** Data shown follows **

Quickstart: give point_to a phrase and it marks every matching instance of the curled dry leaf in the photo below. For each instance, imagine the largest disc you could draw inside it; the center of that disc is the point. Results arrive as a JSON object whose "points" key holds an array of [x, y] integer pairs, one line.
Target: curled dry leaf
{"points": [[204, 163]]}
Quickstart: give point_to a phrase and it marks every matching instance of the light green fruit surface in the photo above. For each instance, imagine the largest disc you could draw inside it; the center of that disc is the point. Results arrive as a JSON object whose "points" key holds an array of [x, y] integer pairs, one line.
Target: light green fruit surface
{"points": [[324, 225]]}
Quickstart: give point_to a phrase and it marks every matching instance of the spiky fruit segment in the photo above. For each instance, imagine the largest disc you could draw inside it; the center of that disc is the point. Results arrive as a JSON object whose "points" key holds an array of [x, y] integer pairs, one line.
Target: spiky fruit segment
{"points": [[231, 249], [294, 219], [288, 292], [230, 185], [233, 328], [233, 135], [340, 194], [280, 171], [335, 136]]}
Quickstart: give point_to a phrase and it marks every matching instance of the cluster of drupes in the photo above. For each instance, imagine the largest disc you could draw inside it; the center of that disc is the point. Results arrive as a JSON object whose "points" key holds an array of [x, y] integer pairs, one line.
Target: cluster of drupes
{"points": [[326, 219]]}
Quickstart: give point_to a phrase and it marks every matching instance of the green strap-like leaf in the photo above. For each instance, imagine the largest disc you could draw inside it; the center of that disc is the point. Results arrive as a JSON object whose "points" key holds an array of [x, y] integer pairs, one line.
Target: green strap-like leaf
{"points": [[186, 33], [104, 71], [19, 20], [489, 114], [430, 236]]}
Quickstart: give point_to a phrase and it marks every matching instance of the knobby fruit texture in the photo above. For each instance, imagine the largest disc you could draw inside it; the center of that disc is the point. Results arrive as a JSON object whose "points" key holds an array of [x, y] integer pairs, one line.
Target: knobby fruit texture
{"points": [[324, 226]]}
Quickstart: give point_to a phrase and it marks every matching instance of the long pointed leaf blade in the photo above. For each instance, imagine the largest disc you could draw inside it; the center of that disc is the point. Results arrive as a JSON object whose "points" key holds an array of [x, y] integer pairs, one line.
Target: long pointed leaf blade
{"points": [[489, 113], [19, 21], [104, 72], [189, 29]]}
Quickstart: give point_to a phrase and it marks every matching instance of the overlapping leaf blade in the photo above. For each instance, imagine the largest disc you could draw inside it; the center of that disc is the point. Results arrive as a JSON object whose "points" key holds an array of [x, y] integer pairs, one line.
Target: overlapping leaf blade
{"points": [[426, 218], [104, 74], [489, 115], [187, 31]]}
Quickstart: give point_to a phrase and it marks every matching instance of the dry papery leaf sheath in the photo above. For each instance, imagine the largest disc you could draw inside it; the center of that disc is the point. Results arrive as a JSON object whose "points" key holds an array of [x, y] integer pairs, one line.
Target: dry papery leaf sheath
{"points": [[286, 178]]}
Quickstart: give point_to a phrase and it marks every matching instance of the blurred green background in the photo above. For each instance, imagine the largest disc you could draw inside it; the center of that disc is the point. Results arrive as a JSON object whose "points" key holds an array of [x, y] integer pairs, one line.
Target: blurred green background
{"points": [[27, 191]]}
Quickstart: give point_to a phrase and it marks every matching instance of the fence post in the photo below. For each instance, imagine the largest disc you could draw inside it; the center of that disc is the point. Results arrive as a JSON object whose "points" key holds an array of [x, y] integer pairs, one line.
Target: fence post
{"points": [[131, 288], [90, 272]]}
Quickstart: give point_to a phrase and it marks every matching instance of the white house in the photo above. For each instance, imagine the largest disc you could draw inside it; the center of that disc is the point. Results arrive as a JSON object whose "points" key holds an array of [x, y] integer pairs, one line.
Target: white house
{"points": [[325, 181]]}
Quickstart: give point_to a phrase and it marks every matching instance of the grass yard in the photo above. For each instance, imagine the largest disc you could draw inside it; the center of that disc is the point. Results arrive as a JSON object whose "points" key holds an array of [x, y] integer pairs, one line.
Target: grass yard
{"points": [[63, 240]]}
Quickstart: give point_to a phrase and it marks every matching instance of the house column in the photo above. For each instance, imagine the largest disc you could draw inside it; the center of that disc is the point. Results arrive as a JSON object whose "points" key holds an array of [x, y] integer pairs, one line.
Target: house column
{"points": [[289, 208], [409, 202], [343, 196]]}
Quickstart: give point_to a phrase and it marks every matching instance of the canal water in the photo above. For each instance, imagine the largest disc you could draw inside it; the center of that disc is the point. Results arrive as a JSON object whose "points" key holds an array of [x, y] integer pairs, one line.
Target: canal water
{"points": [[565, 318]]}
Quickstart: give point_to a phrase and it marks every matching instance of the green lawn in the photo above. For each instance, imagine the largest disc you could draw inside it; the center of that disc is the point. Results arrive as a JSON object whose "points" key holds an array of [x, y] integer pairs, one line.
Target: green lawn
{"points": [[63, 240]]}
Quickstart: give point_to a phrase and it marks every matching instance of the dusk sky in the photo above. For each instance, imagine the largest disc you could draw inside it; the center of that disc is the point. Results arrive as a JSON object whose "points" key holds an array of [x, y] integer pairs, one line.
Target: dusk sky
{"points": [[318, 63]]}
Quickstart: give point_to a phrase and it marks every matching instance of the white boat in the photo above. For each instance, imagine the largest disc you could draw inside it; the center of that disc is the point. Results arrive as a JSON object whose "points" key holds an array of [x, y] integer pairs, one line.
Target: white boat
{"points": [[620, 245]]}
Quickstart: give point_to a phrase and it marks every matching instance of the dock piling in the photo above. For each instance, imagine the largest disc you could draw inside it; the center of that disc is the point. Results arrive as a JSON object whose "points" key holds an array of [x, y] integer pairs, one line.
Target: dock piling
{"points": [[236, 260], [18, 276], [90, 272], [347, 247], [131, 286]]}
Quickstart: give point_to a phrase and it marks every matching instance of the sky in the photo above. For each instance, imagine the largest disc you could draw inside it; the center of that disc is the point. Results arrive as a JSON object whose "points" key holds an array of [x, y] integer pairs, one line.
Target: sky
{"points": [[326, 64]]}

** End of Data shown **

## What you need to do:
Find the word "below" in the records and pull out each line that has it.

## Expected answer:
Quickstart: give point_to a phrase and it marks every matching instance of the curled dry leaf in the photo below. For each instance, imagine the largest disc you could draw inside it; the center of that disc is the point. Results arrive as a JSON object whose "points" key holds an array of [x, y] integer pairs, one line.
Quickstart: give point_to a phrase and it marks every matching instance of the fence post in the photo below. For each instance, imagine the largest disc you could draw inside it; the center of that disc is the point. Results arrive as a JSON object whose "points" key holds an array of [x, y] integer pairs, one line.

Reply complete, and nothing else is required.